I'm worried about doing too much in the standard library in Go 1.18.
We don't really know what best practices for containers are going to be.
I'm wary of committing to a container/set API as well as to committing to this API.

type Lesser[E any] interface {
	Less(E) bool
}

type Heap[E Lesser[E]] struct { ... }

I don't think this is going to be the right path for generic data types. I think it is better to initialize the heap with a comparison function. My argument is that if you have a comparison function, it's tedious to create a type with a Less method that invokes that comparison function. But if you have a Less method, it's trivial to use it as a comparison function, by simply passing elementType.Less.

I admit that this means that the zero value can't be used directly. Still, I think that overall it is the more flexible approach.

The docs should mention what happens for Pop and Peek if the heap is empty.

I'm not quite seeing what SetIndex is for. At first I thought it could be used to maintain a secondary data structure, but in that case I think it needs the index when an element is removed.

The docs should mention what happens for Pop and Peek if the heap is empty.

Done.

@ianlancetaylor

I'm not quite seeing what SetIndex is for. At first I thought it could be used to maintain a secondary data structure,

The playground example I linked is an adapted version of the PriorityQueue example from the container/heap package which makes use of SetIndex.

In general, I would expect it to be used to associate each element with its index somehow, whether that's as part of the element (as in my example) or using some secondary data structure such as a map[E]int.

| EXERCISE A |
In the heap discussion above, what does the writer argue the heap should be initialized with?

| SUPPLIED ENTRIES |

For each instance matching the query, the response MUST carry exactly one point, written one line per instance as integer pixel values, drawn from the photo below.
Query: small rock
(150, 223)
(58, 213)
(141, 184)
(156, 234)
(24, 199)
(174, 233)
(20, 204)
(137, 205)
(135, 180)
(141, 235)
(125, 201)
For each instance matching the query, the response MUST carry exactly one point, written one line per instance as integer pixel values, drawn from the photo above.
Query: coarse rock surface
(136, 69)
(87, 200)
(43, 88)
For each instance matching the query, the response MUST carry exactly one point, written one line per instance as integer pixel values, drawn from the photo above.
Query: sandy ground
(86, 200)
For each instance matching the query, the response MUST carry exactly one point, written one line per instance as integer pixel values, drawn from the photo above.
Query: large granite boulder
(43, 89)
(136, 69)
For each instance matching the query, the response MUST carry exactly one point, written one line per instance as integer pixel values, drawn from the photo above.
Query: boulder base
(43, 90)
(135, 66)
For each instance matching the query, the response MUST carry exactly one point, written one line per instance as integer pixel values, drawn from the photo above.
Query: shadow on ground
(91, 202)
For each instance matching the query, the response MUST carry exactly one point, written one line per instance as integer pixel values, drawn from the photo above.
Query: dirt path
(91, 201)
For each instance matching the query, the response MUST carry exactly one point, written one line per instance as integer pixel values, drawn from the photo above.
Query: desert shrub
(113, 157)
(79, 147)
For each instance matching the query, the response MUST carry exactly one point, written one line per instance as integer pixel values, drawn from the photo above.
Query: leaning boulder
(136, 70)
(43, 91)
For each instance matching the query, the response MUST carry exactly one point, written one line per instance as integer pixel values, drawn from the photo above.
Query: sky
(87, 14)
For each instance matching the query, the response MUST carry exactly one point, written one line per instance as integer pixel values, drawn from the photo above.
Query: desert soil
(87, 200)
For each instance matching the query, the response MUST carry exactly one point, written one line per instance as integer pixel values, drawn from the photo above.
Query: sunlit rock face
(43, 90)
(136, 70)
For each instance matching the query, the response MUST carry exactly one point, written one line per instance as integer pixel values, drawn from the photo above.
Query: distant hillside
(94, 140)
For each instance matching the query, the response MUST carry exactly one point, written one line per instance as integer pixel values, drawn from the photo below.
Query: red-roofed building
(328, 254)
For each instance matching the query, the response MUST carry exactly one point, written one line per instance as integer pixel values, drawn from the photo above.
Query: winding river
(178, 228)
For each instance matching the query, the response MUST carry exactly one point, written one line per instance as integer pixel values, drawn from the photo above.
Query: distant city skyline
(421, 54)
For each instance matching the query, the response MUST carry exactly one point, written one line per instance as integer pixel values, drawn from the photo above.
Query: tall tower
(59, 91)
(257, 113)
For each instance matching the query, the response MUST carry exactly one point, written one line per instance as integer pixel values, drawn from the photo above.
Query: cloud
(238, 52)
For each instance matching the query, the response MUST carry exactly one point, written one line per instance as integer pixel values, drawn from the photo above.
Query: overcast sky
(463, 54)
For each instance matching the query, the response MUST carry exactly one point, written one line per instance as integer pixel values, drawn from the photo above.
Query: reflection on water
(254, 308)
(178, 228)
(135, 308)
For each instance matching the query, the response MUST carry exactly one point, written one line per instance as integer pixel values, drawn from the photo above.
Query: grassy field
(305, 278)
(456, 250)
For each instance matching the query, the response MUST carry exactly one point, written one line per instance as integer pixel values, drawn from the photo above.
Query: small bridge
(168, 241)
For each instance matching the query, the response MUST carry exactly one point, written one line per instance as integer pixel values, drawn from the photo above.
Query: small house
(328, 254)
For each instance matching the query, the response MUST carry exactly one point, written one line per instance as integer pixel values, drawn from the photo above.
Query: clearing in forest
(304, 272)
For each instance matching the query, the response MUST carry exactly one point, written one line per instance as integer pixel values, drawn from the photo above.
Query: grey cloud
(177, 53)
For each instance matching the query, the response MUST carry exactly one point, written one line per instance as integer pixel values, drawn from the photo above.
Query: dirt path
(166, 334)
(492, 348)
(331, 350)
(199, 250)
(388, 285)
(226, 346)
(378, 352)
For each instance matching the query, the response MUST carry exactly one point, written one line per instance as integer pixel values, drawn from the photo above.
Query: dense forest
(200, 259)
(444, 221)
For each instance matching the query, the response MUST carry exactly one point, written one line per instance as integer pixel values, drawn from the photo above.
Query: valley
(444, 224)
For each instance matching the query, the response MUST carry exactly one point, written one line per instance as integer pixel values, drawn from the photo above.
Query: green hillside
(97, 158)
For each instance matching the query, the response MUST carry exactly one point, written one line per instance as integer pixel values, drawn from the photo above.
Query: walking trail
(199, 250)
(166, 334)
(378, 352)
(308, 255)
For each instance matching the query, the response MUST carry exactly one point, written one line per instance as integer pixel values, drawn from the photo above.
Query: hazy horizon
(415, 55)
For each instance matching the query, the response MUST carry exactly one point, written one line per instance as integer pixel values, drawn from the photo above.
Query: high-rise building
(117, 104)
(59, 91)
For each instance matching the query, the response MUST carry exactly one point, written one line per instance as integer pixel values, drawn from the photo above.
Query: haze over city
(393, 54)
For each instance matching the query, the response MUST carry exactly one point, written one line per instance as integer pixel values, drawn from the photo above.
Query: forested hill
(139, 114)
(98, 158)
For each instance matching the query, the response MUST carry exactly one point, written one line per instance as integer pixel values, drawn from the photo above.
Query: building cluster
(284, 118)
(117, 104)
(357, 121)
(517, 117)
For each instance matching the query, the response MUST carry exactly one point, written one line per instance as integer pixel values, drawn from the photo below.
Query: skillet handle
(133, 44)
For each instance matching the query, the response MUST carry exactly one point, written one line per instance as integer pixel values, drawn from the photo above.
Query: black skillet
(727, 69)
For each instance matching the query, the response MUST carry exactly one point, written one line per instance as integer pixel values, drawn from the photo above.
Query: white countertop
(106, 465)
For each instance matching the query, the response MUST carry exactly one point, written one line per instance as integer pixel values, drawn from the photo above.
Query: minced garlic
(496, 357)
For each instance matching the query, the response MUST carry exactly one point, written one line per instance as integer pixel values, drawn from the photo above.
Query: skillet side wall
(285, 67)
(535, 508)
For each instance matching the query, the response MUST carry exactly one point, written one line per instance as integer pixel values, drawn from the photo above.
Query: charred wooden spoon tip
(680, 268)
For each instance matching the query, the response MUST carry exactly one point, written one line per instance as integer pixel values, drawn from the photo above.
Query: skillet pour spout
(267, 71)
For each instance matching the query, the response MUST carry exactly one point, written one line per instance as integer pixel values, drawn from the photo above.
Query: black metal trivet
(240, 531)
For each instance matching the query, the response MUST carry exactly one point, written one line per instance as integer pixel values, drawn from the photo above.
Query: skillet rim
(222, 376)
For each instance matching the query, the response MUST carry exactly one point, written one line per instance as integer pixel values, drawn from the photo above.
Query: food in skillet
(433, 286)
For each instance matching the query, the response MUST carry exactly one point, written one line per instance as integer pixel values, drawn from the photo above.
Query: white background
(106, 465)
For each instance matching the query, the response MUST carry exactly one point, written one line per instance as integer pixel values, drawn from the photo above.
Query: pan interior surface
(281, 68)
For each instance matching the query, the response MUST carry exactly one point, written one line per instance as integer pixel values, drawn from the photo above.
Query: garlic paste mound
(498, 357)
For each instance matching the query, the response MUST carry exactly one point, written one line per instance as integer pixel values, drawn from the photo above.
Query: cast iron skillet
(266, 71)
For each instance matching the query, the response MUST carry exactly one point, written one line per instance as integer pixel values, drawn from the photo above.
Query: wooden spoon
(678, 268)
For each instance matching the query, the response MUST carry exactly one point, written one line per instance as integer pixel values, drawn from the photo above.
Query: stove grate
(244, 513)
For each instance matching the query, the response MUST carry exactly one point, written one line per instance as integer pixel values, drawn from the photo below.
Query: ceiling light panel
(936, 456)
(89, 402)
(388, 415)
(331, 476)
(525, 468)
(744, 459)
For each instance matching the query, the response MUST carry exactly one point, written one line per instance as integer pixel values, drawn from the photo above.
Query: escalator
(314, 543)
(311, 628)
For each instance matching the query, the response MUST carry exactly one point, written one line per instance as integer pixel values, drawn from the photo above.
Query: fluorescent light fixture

| EXERCISE B |
Tally the lines of the listing that contain the string "rock", where case counts, and give only the number.

| OUTPUT A |
A comparison function.

| OUTPUT B |
3